*Page extract*:
***

# Can my employer stop my wages if i claim accident in work?



## manu77 (13 Oct 2012)

Hi.

Looking for some advice on an issue please? 

I broke my foot in work because of my employers actions and have been layed up the past five months. 

My employer was paying my wages up until now where i will have to claim off certs and he (my employer) will make up the difference. 

Im now taking legal action over the incident as it looks like it could be a long term injury. 

My question is can my employer stop paying me his half of my wages while im claiming?

After all am still a member of staff there?

Thank you..


----------



## Time (13 Oct 2012)

Depends on what is in your contract. Have you a union who can advise?


----------



## manu77 (13 Oct 2012)

Thanks for the reply, Time.

I never signed any contract and we have no union.

Iv been in full time employment the last ten years there if thats any help.


----------



## ajapale (13 Oct 2012)

Moved from Askaboutlaw to  Work & Employment Rights which is where this type of question is handled in AAM.
http://www.askaboutmoney.com/forumdisplay.php?f=15


----------



## Deiseblue (13 Oct 2012)

www.employmentrights.ie is a good source of info


----------



## Shivvers (13 Oct 2012)

He's not obliged to pay you any sick pay, so he'd be within his rights to stop it for whatever reason he chooses. Are you close to being able to return to work? Five months is usually enough to take care of an injury like a broken foot, unless there were unusual complications. You must be close enough to returning, I'd have thought. If so, then why not wait until you have returned to work before you file your claim? Then he can't stop your wages, because you'd be working.


----------



## manu77 (13 Oct 2012)

Shivvers said:


> He's not obliged to pay you any sick pay, so he'd be within his rights to stop it for whatever reason he chooses. Are you close to being able to return to work? Five months is usually enough to take care of an injury like a broken foot, unless there were unusual complications. You must be close enough to returning, I'd have thought. If so, then why not wait until you have returned to work before you file your claim? Then he can't stop your wages, because you'd be working.

***

*Data entries*:
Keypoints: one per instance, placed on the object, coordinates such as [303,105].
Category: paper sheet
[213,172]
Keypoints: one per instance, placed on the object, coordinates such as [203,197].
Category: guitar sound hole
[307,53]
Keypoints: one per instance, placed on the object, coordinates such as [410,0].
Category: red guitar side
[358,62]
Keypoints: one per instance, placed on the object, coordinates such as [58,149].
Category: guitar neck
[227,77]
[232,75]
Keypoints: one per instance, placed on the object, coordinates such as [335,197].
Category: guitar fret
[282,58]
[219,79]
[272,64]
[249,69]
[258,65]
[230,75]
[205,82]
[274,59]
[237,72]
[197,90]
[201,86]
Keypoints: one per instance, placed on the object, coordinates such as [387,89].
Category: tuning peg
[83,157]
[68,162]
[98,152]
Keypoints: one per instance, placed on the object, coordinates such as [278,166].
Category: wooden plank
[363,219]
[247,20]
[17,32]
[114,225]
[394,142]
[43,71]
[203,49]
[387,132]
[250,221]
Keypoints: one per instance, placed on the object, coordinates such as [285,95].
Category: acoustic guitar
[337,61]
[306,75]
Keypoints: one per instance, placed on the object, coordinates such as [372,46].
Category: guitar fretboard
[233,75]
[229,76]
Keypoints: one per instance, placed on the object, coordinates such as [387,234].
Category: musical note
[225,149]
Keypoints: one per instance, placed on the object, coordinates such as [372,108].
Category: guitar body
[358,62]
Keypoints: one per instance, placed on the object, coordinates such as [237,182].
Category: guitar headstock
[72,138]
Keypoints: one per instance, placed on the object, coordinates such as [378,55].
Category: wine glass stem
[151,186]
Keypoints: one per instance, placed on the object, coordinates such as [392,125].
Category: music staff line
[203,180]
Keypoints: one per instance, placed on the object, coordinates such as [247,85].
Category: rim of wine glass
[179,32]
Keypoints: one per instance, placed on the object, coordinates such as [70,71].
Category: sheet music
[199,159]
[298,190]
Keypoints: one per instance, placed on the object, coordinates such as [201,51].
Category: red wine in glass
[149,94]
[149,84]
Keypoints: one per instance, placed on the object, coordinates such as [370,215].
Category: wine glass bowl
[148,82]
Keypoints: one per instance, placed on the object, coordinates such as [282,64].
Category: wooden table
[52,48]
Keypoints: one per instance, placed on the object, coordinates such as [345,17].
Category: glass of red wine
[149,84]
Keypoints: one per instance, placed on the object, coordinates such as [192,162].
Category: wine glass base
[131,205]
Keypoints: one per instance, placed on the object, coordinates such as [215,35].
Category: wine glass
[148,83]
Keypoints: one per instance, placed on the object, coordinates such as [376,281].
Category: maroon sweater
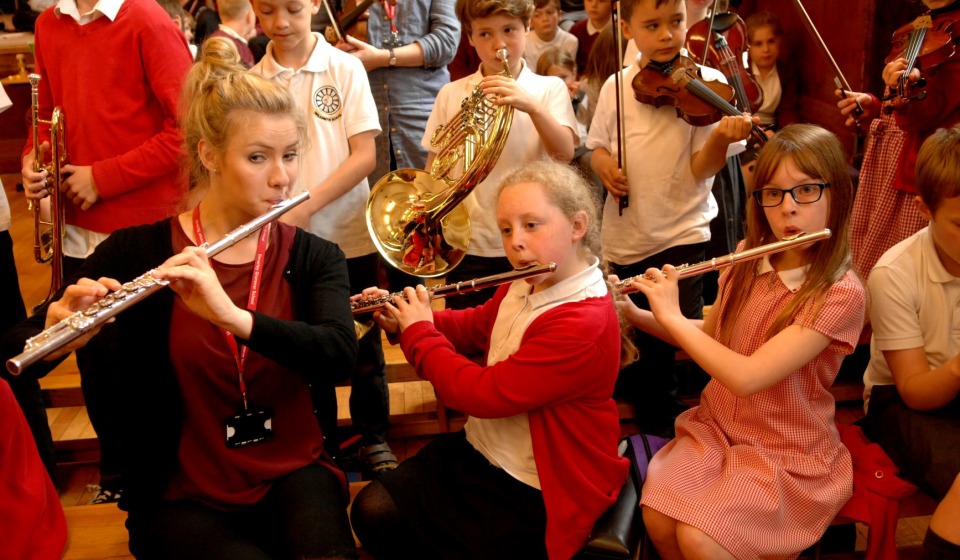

***

*Exercise task 1*: In the forum thread above about wages after a workplace accident, translate the sentence "I never signed any contract and we have no union." into French.
*Exercise task 2*: Carry on the forum thread above about an employer stopping wages after a workplace accident, beginning immediately after the quoted post from Shivvers.

*Expected output 1*: Je n'ai jamais signé de contrat et nous n'avons pas de syndicat.

*Expected output 2*:
Thanks guys for all your help.

I wont be returning to this job because of my claim. I would be victimised and gradually forced to leave and im sure my life would be made a living hell there.

Its the kind of job where respect to the employees is non existent. 

I know there is laws against this but its a step to far for me and ill have to look for employment elsewhere.


----------



## ajapale (13 Oct 2012)

manu77 said:


> I broke my foot in work because of my employers actions and have been layed up the past five months.
> My employer was paying my wages up until now where i will have to claim off certs and he (my employer) will make up the difference.



Sounds like a very good sick pay scheme your employer has going there. Five months full pay and now making up the difference with social welfare going forward.

What does your solicitor advise?


----------



## manu77 (13 Oct 2012)

ajapale said:


> Sounds like a very good sick pay scheme your employer has going there. Five months full pay and now making up the difference with social welfare going forward.
> 
> What does your solicitor advise?


I presume the only reason i am getting paid is because it was his fault i broke the foot in the first place and it looks to be a long term injury.Plus im ten years in employment there with no strikes.My solicitor was uncertain would you believe.He mentioned it depends on the contract but as i said i never signed any contract.


----------



## manu77 (13 Oct 2012)

Thank you very much equal.Big help..


----------



## Purple (15 Oct 2012)

Manu77, Your employer isn’t obliged to pay your wages while you are out sick. He pays employers social insurance so that the state can provide you with an income while you are out. It seems strange that he’s paying you your full wages at the moment, despite not having to, and yet it’s the sort of place where employees are not treated with respect and you will be victimised if you return.

Have you spoken to your employer?
Has he offered you any compensation?
Have you indicated that you will not be returning to work?
Have you been asked when you will be fit to return to work?


----------



## Purple (15 Oct 2012)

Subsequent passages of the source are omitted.